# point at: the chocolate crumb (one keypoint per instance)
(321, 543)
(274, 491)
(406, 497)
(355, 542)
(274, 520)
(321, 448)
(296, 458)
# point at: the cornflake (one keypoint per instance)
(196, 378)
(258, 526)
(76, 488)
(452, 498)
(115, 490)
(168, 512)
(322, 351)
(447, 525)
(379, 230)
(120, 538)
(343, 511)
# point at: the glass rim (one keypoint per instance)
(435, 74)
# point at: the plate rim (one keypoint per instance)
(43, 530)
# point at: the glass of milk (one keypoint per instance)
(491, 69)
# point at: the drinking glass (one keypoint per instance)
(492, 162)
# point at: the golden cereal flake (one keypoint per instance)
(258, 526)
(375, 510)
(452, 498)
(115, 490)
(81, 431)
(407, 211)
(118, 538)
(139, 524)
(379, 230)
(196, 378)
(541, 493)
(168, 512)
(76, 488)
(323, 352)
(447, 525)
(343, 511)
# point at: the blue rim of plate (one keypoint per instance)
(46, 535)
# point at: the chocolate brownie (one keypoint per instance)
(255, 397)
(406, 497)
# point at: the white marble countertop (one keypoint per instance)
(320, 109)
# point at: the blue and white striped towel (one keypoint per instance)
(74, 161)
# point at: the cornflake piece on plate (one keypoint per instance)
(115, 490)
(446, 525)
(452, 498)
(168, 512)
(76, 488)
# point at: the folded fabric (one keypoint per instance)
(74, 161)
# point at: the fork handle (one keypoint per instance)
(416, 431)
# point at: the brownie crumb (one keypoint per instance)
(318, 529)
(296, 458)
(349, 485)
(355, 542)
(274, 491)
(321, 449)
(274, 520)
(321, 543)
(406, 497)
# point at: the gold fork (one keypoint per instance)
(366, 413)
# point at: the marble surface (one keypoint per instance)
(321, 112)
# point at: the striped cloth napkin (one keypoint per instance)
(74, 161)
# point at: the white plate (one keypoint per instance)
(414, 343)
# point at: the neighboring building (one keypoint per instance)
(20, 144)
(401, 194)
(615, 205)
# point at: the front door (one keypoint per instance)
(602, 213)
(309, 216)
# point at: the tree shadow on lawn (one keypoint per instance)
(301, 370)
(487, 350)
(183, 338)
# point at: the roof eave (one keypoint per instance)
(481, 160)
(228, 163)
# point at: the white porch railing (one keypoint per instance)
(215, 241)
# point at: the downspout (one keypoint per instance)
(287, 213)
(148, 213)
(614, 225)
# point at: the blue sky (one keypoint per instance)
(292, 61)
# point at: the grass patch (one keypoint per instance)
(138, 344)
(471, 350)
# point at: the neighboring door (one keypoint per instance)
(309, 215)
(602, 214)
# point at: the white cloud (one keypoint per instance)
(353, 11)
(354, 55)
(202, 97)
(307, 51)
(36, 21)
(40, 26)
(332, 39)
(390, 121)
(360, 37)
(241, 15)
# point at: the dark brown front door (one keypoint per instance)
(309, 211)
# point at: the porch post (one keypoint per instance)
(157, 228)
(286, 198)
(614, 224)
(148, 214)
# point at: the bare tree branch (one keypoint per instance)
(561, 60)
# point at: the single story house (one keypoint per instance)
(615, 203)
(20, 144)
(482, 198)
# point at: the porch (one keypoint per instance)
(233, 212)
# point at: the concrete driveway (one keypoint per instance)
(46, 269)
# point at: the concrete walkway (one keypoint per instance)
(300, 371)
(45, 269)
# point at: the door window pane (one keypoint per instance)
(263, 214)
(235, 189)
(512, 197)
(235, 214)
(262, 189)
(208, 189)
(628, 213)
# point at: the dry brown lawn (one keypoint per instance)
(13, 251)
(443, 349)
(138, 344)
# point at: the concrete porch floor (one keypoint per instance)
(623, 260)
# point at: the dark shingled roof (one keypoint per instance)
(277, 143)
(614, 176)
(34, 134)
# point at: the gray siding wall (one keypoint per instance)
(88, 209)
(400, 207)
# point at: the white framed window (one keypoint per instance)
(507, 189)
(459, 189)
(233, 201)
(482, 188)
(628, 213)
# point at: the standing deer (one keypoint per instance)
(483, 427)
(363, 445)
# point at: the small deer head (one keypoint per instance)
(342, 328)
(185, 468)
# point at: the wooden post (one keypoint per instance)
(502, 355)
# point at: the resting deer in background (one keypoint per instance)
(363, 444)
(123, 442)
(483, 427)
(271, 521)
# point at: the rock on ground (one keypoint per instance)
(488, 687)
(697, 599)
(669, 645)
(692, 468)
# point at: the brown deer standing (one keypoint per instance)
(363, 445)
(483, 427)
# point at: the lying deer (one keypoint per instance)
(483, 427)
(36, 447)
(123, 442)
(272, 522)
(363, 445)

________________________________________

# TO BE DONE
Reproduce each entry word for word.

# THE RESULT
# point at: the chocolate crumb (one keypoint per instance)
(321, 543)
(274, 491)
(406, 497)
(355, 542)
(274, 520)
(321, 448)
(296, 458)
# point at: the cornflake (one keypoint per instance)
(196, 378)
(258, 526)
(76, 488)
(452, 498)
(115, 490)
(168, 512)
(322, 351)
(447, 525)
(379, 230)
(120, 538)
(343, 511)
# point at: the glass rim (one keypoint per instance)
(435, 74)
# point at: the plate rim (one keypoint per instance)
(43, 530)
# point at: the glass of milk (one keypoint per instance)
(491, 69)
# point at: the drinking glass (one keypoint per instance)
(492, 162)
# point at: the golden cereal flake (one keypoint per instance)
(258, 526)
(375, 510)
(452, 498)
(115, 490)
(81, 431)
(407, 211)
(118, 538)
(139, 524)
(379, 230)
(196, 378)
(541, 493)
(168, 512)
(76, 488)
(323, 352)
(447, 525)
(343, 511)
# point at: the blue rim of plate (one keypoint per instance)
(46, 535)
# point at: the chocolate brownie (one keypoint per instance)
(255, 397)
(406, 497)
# point at: the white marble countertop (one keypoint per instance)
(320, 109)
# point at: the blue and white striped towel (one keypoint per instance)
(74, 161)
# point at: the cornflake piece on plate (one keypoint per instance)
(115, 490)
(446, 525)
(452, 498)
(168, 512)
(76, 488)
# point at: the folded fabric (one keypoint per instance)
(74, 161)
# point at: the fork handle (one keypoint per instance)
(416, 431)
# point at: the brownie crumb (one keypoint per instance)
(318, 529)
(296, 458)
(349, 485)
(355, 542)
(274, 491)
(321, 449)
(274, 520)
(321, 543)
(406, 497)
# point at: the gold fork (one keypoint per instance)
(366, 413)
# point at: the marble surface (one keypoint per instance)
(321, 112)
# point at: the striped cloth napkin (one keypoint per instance)
(74, 161)
# point at: the white plate (one keypoint per instance)
(414, 343)
# point at: the neighboring building (one keypoint per instance)
(20, 144)
(401, 194)
(615, 205)
# point at: the front door (one keypoint per instance)
(602, 213)
(309, 216)
# point at: the tree shadow on lawn (one keypoint per instance)
(301, 370)
(487, 350)
(183, 338)
# point at: the roof eave (one keypoint per instance)
(481, 160)
(228, 163)
# point at: the white porch railing (one keypoint per instance)
(215, 241)
# point at: the downspout (one keypoint per instance)
(287, 213)
(148, 213)
(614, 225)
# point at: the blue sky (one keypoint per instance)
(292, 61)
# point at: the grass patch (one keypoint per instance)
(138, 344)
(471, 350)
# point at: the neighboring door (one keypoint per instance)
(309, 215)
(602, 214)
# point at: the white cloud (one keypoint per instance)
(353, 11)
(354, 55)
(202, 97)
(307, 51)
(36, 21)
(40, 26)
(332, 39)
(390, 121)
(360, 37)
(241, 15)
# point at: the dark brown front door (one keypoint per instance)
(309, 211)
# point at: the porch post (one keypoint per instance)
(157, 228)
(286, 198)
(614, 224)
(148, 214)
# point at: the bare tree branch (one keypoint per instance)
(561, 60)
# point at: the single story house (one keypoint per instance)
(615, 203)
(20, 144)
(482, 198)
# point at: the porch (one keypoint per instance)
(233, 212)
# point at: the concrete driveway (one keypoint per instance)
(46, 269)
# point at: the concrete walkway (one keypoint per instance)
(300, 371)
(45, 269)
# point at: the door window pane (one keypoint per instance)
(263, 214)
(235, 189)
(512, 197)
(235, 214)
(262, 189)
(208, 189)
(628, 213)
# point at: the dry brown lawn (one keypoint per instance)
(13, 251)
(443, 349)
(138, 344)
# point at: the concrete porch floor (one keypoint per instance)
(623, 260)
# point at: the dark shingled roof (one keypoint per instance)
(277, 143)
(614, 176)
(34, 134)
# point at: the gray siding wall (one keypoint per instance)
(88, 209)
(400, 207)
# point at: the white framed window (one keypoint per instance)
(507, 189)
(459, 189)
(233, 201)
(482, 188)
(628, 213)
# point at: the standing deer (one keypoint per instance)
(483, 427)
(363, 445)
# point at: the small deer head (one keypoint per instance)
(342, 328)
(185, 468)
# point at: the wooden post (one keypoint per instance)
(502, 355)
# point at: the resting deer in background (one keypoint per instance)
(363, 444)
(123, 442)
(483, 427)
(271, 521)
# point at: the rock on ground (one keypoint per instance)
(488, 687)
(697, 599)
(669, 645)
(692, 468)
# point at: the brown deer standing (one keypoint per instance)
(363, 445)
(483, 427)
# point at: the lying deer (one keypoint per instance)
(483, 427)
(36, 447)
(123, 442)
(272, 522)
(363, 445)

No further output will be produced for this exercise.